### EXERCISE
You are to retype all of the data exactly as it appears.

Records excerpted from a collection

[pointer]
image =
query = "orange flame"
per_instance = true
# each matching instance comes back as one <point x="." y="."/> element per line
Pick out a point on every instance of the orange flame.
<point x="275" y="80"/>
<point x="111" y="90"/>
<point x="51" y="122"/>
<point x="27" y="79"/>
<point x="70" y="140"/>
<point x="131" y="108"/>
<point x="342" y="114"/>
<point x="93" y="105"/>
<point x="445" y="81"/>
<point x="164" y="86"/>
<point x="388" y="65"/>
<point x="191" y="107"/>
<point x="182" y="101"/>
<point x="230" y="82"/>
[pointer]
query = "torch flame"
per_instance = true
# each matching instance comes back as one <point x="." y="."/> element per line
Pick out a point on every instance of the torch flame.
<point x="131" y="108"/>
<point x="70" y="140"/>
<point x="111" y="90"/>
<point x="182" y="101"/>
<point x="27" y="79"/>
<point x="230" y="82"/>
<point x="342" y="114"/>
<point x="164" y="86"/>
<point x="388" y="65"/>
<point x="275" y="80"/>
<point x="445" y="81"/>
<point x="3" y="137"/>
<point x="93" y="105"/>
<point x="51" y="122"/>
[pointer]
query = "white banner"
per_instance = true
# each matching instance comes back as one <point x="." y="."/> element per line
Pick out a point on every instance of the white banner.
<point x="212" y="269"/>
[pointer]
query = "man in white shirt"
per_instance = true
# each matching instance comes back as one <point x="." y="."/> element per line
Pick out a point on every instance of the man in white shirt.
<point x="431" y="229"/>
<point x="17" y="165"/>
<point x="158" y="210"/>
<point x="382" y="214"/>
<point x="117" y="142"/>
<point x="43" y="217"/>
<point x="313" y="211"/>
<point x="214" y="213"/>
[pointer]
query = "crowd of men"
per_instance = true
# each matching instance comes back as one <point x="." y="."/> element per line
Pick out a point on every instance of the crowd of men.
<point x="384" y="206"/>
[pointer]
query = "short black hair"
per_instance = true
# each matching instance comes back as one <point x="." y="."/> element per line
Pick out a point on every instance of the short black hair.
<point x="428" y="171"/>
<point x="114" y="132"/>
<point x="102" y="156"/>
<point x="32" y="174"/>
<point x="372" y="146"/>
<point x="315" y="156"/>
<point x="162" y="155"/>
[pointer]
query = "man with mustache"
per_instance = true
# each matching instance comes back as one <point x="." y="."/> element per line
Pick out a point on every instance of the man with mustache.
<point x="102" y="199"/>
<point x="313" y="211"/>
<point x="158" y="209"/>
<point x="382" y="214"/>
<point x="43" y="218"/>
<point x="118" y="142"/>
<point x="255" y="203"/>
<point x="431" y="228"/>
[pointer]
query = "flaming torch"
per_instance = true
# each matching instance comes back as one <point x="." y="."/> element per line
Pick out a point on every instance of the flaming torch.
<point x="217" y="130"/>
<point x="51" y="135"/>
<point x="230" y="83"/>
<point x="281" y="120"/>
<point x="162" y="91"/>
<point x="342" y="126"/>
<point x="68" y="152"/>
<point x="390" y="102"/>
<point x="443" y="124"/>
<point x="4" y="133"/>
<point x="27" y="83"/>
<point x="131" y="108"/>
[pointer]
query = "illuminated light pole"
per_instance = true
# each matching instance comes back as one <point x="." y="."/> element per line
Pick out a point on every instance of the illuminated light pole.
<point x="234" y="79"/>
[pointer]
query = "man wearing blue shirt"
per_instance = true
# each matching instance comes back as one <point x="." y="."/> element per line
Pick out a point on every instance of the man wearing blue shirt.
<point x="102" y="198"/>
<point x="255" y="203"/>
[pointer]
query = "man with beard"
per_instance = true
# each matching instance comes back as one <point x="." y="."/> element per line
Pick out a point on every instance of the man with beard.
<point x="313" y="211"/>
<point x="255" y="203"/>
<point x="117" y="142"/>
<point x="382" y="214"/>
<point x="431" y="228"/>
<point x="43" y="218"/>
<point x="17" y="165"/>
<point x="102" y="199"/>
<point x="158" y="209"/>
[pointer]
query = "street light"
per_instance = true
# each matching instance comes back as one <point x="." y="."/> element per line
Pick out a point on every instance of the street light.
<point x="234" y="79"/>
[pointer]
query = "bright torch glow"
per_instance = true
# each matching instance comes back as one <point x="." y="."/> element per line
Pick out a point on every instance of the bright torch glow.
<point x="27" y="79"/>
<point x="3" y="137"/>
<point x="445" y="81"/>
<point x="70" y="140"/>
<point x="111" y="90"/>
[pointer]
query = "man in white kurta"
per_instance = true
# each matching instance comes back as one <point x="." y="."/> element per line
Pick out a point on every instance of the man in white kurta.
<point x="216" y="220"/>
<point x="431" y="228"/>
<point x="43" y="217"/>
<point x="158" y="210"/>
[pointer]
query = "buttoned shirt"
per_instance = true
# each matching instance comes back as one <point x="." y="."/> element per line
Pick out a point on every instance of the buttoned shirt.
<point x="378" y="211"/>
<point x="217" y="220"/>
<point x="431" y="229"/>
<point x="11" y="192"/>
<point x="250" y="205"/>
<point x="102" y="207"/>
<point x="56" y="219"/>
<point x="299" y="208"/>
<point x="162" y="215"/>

### ANSWER
[pointer]
image =
query = "orange flame"
per_instance = true
# each matching instance comes back as one <point x="." y="."/> element per line
Pick out a point on every instance of the orange flame.
<point x="275" y="80"/>
<point x="111" y="90"/>
<point x="51" y="122"/>
<point x="27" y="79"/>
<point x="70" y="140"/>
<point x="131" y="108"/>
<point x="342" y="114"/>
<point x="93" y="105"/>
<point x="445" y="81"/>
<point x="164" y="86"/>
<point x="388" y="65"/>
<point x="191" y="107"/>
<point x="182" y="101"/>
<point x="230" y="82"/>
[pointer]
query = "torch flame"
per_instance = true
# each matching instance comes back as one <point x="." y="."/> element per line
Pick out a point on every instance of the torch flame.
<point x="131" y="108"/>
<point x="70" y="140"/>
<point x="111" y="90"/>
<point x="182" y="101"/>
<point x="27" y="79"/>
<point x="230" y="82"/>
<point x="342" y="114"/>
<point x="164" y="86"/>
<point x="388" y="65"/>
<point x="275" y="80"/>
<point x="445" y="81"/>
<point x="3" y="137"/>
<point x="93" y="105"/>
<point x="51" y="122"/>
[pointer]
query = "white banner"
per_instance = true
# each matching instance comes back as one <point x="." y="."/> element per line
Pick out a point on every instance of the white banner.
<point x="212" y="269"/>
[pointer]
query = "man in white shirt"
per_instance = true
# each matching instance comes back as one <point x="." y="."/> element per line
Pick out a point on every instance of the man in white shirt.
<point x="431" y="229"/>
<point x="17" y="165"/>
<point x="158" y="210"/>
<point x="382" y="214"/>
<point x="117" y="142"/>
<point x="43" y="217"/>
<point x="313" y="211"/>
<point x="214" y="213"/>
[pointer]
query = "crowd of men"
per_instance = true
# each matching instance comes back as one <point x="." y="."/> element per line
Pick out a point on every instance of the crowd of men.
<point x="384" y="206"/>
[pointer]
query = "short black hair"
per_instance = true
# each matching instance comes back as one <point x="." y="."/> element per line
Pick out a point on every instance of the short black hair.
<point x="428" y="171"/>
<point x="114" y="132"/>
<point x="102" y="156"/>
<point x="32" y="174"/>
<point x="372" y="146"/>
<point x="315" y="156"/>
<point x="162" y="155"/>
[pointer]
query = "man with mustache"
per_instance = true
# each matching instance comes back as one <point x="." y="."/> element per line
Pick out a point on every instance of the man with mustache.
<point x="102" y="199"/>
<point x="313" y="211"/>
<point x="158" y="209"/>
<point x="382" y="214"/>
<point x="43" y="218"/>
<point x="118" y="142"/>
<point x="255" y="203"/>
<point x="431" y="228"/>
[pointer]
query = "flaming torch"
per_instance = true
# each matching instance comes back as one <point x="." y="."/> element per line
Pick out a point on every instance of the flaming torch.
<point x="217" y="130"/>
<point x="51" y="135"/>
<point x="230" y="83"/>
<point x="281" y="120"/>
<point x="162" y="91"/>
<point x="342" y="126"/>
<point x="68" y="152"/>
<point x="390" y="102"/>
<point x="443" y="124"/>
<point x="4" y="133"/>
<point x="27" y="83"/>
<point x="131" y="108"/>
[pointer]
query = "illuminated light pole"
per_instance = true
# each matching instance comes back as one <point x="." y="."/> element per line
Pick out a point on every instance of the illuminated light pole.
<point x="234" y="79"/>
[pointer]
query = "man wearing blue shirt"
per_instance = true
# each matching instance comes back as one <point x="." y="."/> element per line
Pick out a point on every instance of the man wearing blue shirt.
<point x="102" y="198"/>
<point x="255" y="203"/>
[pointer]
query = "man with beard"
per_instance = true
# each matching instance comes back as one <point x="." y="."/> element per line
Pick out a point on every instance of the man with beard.
<point x="313" y="211"/>
<point x="255" y="203"/>
<point x="117" y="142"/>
<point x="382" y="214"/>
<point x="431" y="228"/>
<point x="43" y="218"/>
<point x="17" y="165"/>
<point x="102" y="199"/>
<point x="158" y="209"/>
[pointer]
query = "street light"
per_instance = true
# each matching instance comes back as one <point x="." y="."/> element per line
Pick out a point on every instance of the street light.
<point x="234" y="79"/>
[pointer]
query = "bright torch glow"
per_instance = true
# each matching instance comes back as one <point x="." y="."/> element per line
Pick out a point on every instance of the bright torch glow.
<point x="27" y="79"/>
<point x="3" y="137"/>
<point x="445" y="81"/>
<point x="70" y="140"/>
<point x="111" y="90"/>
[pointer]
query = "man in white kurta"
per_instance = true
# each matching instance comes back as one <point x="." y="."/> element per line
Pick out a point on every instance of the man in white kurta.
<point x="216" y="220"/>
<point x="431" y="228"/>
<point x="43" y="217"/>
<point x="158" y="210"/>
[pointer]
query = "buttoned shirt"
per_instance = true
# each matching instance comes back as one <point x="." y="."/> element per line
Pick out a point on every instance of the buttoned shirt.
<point x="378" y="211"/>
<point x="217" y="220"/>
<point x="431" y="229"/>
<point x="11" y="192"/>
<point x="250" y="205"/>
<point x="102" y="207"/>
<point x="56" y="219"/>
<point x="299" y="208"/>
<point x="162" y="215"/>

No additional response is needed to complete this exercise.